— start —
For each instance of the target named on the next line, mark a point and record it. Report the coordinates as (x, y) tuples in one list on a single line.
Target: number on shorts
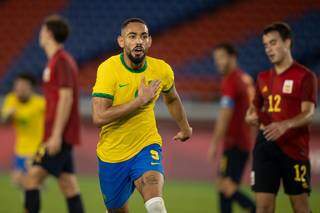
[(154, 155), (301, 171), (40, 153)]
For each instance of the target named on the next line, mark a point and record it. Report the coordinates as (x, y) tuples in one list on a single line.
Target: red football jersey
[(61, 72), (237, 88), (279, 97)]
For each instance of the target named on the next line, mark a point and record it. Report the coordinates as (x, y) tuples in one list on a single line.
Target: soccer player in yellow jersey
[(124, 95), (25, 110)]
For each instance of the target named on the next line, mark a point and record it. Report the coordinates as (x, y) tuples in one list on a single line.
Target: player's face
[(222, 60), (275, 48), (22, 88), (135, 40)]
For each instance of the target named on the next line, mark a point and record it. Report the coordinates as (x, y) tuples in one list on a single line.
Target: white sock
[(155, 205)]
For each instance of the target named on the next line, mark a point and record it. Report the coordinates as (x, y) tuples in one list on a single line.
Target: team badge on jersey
[(287, 86), (46, 75), (264, 89)]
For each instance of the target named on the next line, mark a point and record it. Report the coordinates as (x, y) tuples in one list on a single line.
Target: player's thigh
[(17, 177), (265, 202), (116, 184), (34, 177), (123, 209), (266, 168), (68, 184), (150, 184), (300, 203)]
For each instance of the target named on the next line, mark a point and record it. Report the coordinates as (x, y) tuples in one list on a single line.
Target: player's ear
[(150, 41), (120, 40), (288, 43)]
— end —
**Set task**
Could you convert every line of the entries above into a Markdown table with the columns "Row" and "Line," numbering each row, skipping blank lines, and leaving out the pictures?

**Result below**
| Row | Line |
|---|---|
| 1 | For each instance of the target named on the next line, mark a point and record it. Report the coordinates as (x, y) tuples in one list on a single line. |
| 2 | Target: number on shorts |
| 3 | [(154, 155), (301, 171), (40, 153)] |
| 4 | For each instance of the target named on the next line, mark a point and record it. Report the coordinates as (x, y) tuples in one list on a single line. |
| 5 | Target: red football jersey |
| 6 | [(61, 72), (237, 88), (279, 97)] |
| 7 | For each instance of the target named on the next line, mark a point and record it. Report the coordinates as (x, y) tuples in one list on a single line. |
| 8 | Target: soccer player in yellow jersey |
| 9 | [(124, 95), (25, 110)] |
| 10 | For each instance of the target named on the next line, mark a point and record it. Report the coordinates as (x, y) tuples in one list on a single line. |
| 11 | Target: player's face |
| 12 | [(222, 60), (275, 48), (22, 88), (135, 40)] |
| 13 | For each instance of the target named on the next line, mark a point and record it. Report the coordinates as (x, y) tuples in one list on a single line. |
| 14 | Target: white sock |
| 15 | [(155, 205)] |
| 16 | For each instance of the target named on the next line, mark a point and record it. Report the coordinates as (x, y) tuples in one list on a single line. |
| 17 | Target: team badge on jersey |
| 18 | [(287, 86), (46, 75), (264, 89)] |
| 19 | For each instance of the target named on the next line, mark a point and record it. Report the coordinates as (x, y) tuples in one list on a single line. |
| 20 | Target: player's thigh |
| 21 | [(17, 177), (265, 202), (116, 184), (34, 177), (123, 209), (266, 168), (68, 184), (150, 184), (300, 203)] |
| 22 | For each instance of the target named on the next line, mark a point and record it. Report the coordinates as (x, y) tuples in one list on a single line. |
| 23 | Target: player's ear |
| 24 | [(150, 41), (120, 40), (288, 43)] |